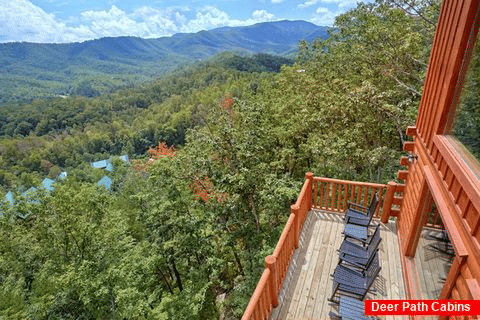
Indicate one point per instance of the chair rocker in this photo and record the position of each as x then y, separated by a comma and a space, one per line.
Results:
359, 215
353, 283
358, 256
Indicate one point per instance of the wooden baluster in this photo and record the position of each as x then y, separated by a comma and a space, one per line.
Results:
387, 204
334, 196
321, 195
359, 193
365, 196
270, 263
340, 194
345, 198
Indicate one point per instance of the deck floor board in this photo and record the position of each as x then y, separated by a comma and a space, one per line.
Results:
309, 284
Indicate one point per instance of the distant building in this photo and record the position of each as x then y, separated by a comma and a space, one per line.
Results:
106, 182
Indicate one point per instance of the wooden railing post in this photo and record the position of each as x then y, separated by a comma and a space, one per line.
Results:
387, 204
309, 177
295, 208
272, 283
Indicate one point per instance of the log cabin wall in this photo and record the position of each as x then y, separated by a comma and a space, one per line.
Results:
443, 172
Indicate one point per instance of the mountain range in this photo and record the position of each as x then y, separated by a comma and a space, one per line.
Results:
33, 70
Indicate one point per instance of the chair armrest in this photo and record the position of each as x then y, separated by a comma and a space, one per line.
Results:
356, 205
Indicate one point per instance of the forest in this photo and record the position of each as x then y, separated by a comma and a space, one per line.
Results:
219, 151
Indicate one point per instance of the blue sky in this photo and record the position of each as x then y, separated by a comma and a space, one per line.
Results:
60, 21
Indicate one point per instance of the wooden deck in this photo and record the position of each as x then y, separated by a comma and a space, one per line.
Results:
308, 284
432, 263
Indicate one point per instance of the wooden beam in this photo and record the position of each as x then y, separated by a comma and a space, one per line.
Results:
452, 276
447, 210
408, 146
402, 175
411, 131
422, 208
404, 161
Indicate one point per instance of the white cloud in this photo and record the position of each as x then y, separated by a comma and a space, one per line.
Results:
20, 20
324, 17
340, 3
211, 17
262, 15
307, 4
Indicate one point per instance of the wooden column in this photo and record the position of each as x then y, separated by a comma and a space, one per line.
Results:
272, 283
422, 209
387, 203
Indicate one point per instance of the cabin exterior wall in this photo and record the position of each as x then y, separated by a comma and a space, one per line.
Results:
439, 169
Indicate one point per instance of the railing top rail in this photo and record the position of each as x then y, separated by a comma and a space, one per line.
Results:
284, 235
367, 184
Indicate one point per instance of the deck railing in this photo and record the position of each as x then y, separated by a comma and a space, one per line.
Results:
319, 193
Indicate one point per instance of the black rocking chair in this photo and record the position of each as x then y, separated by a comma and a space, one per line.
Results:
358, 256
359, 215
353, 283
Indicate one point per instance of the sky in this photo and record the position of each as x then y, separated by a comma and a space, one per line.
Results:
62, 21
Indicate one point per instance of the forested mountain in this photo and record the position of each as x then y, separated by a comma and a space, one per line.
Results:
219, 154
30, 70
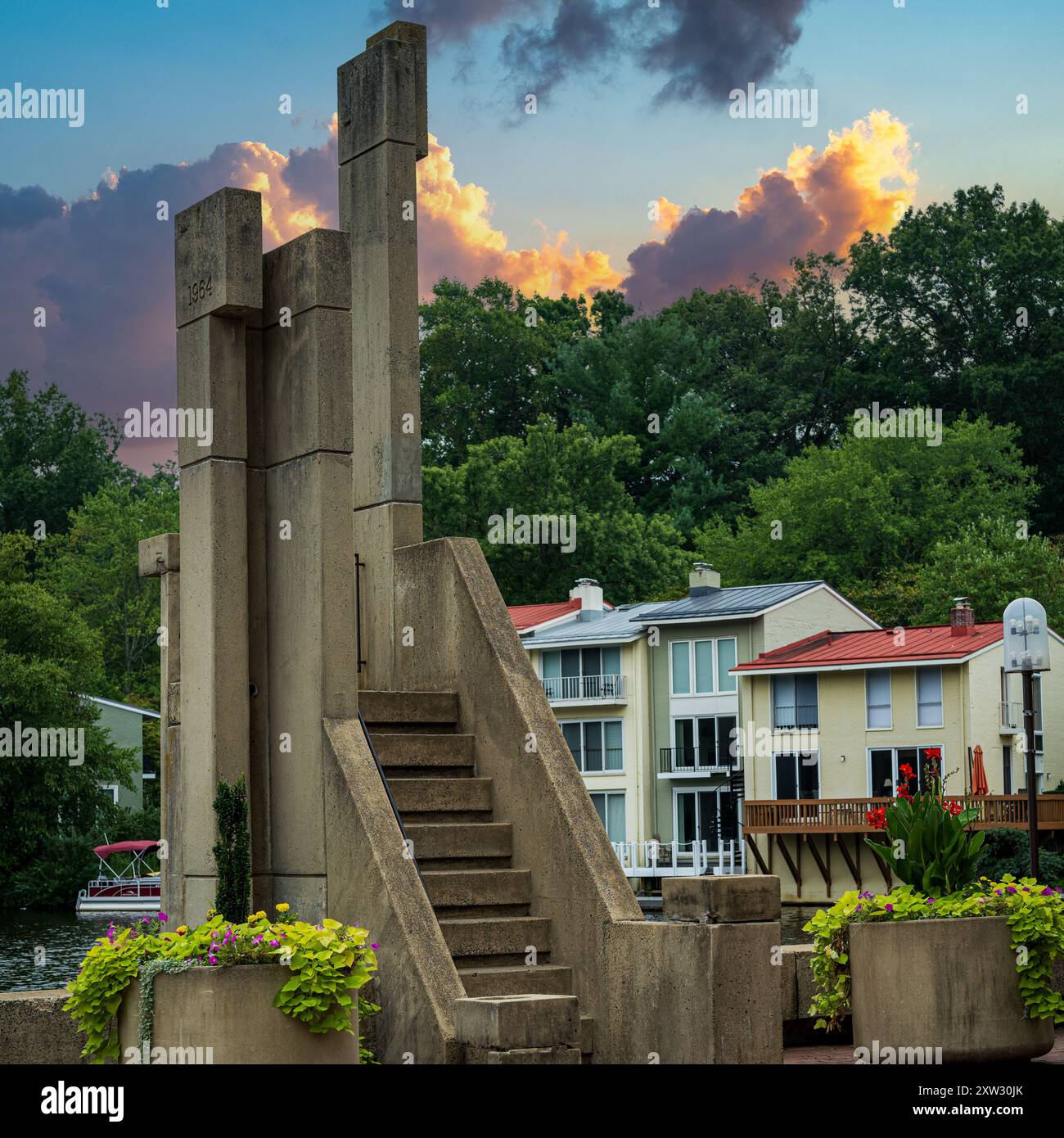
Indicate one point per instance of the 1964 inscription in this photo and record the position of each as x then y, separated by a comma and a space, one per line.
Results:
200, 291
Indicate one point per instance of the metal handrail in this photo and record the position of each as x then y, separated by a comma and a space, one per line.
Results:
395, 809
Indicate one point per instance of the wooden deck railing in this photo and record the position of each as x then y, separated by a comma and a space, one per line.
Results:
848, 815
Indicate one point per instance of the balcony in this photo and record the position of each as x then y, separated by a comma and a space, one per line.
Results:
1011, 717
696, 761
796, 717
586, 689
849, 815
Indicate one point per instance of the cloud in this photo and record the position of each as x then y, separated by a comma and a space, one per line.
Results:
458, 239
102, 266
823, 201
702, 48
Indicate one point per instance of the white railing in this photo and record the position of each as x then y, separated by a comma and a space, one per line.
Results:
681, 860
584, 688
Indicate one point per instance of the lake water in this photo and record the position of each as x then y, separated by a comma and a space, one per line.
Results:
43, 948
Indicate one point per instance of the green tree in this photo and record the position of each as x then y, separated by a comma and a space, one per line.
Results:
49, 662
849, 513
962, 304
557, 472
486, 361
52, 454
95, 566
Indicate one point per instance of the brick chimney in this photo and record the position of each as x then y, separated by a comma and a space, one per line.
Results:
962, 618
703, 580
588, 592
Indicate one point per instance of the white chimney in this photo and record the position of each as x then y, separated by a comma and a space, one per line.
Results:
588, 592
703, 580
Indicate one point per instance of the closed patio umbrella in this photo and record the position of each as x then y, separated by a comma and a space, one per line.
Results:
979, 774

..........

• Request:
Copy out every line from the one containing "Indicate one point per instance of the brick" through the end of the rows, keeping all wording unchanged but shifting each coordinate value in the results by -87.

• Solved exercise:
Indicate one point per instance of the brick chimney in this photo and record the position of each as x then y, separated by a comma and a space, one per line.
Results:
875, 531
616, 493
501, 505
Indicate one point per instance of the white chimney in this photo and record the position of each as x then y, separated by a comma and a space, one per line.
Results:
501, 505
616, 493
Indicate one point per instance of the closed patio umbrella in this photo and record the position of each as x then y, separated by a comma and a space, one per line.
Results:
892, 687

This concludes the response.